_Do this_:
Which lines in the data contain the string "coords"? Copy each of those lines.

_Supplied entries_:
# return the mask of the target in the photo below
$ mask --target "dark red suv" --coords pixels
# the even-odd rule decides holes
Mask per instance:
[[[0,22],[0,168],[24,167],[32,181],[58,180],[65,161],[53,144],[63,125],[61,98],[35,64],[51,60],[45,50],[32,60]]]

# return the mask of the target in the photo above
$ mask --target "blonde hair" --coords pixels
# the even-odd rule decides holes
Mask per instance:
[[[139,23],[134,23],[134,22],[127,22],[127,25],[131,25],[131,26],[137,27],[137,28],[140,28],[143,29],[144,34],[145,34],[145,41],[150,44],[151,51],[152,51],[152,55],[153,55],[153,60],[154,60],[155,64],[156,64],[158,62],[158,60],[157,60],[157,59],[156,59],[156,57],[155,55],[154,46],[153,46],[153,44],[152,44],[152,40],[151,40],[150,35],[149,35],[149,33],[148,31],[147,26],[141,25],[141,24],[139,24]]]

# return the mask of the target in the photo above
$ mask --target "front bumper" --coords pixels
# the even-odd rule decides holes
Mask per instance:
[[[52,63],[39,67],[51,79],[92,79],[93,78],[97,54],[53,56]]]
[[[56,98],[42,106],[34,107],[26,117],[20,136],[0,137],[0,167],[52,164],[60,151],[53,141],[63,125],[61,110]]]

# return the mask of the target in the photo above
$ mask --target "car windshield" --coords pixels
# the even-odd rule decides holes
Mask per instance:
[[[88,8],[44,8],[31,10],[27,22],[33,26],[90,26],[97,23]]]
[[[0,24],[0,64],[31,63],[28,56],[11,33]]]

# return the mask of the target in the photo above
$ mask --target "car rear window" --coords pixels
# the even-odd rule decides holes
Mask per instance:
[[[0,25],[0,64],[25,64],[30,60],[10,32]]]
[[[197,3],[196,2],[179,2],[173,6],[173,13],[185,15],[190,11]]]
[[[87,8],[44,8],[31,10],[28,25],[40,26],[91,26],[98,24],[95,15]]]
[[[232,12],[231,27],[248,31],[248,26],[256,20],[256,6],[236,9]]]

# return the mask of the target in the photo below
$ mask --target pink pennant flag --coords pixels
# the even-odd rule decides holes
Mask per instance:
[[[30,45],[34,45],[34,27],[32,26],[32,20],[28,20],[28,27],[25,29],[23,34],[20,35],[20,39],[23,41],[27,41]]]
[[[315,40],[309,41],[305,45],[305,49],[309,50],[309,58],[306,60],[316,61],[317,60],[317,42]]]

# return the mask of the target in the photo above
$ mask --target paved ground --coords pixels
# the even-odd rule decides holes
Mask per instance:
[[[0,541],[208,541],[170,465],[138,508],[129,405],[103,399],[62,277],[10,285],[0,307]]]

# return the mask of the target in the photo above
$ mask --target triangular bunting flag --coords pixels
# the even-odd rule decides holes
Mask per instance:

_Task response_:
$ mask --target "dark red suv" --coords pixels
$ mask --target "blonde hair" --coords pixels
$ mask --target "front bumper" --coords pixels
$ mask --target "car windshield" --coords pixels
$ mask --target "car rear window" --coords pixels
$ mask --target pink pennant flag --coords pixels
$ mask --target paved ground --coords pixels
$ mask --target triangular bunting flag --coords pixels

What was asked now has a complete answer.